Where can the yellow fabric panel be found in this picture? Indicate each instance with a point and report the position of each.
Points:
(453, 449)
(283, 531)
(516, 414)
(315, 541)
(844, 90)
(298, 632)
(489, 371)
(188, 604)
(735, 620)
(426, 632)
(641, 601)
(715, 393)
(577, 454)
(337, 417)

> Task description:
Copy each of these entries word for word, leaving nothing out.

> Final result:
Where can the yellow fabric panel be found in this picture? Indicate each instance with a point and report the position of each.
Points:
(453, 449)
(283, 531)
(516, 414)
(315, 541)
(844, 90)
(298, 632)
(489, 371)
(188, 604)
(735, 620)
(426, 632)
(641, 601)
(715, 393)
(577, 454)
(337, 417)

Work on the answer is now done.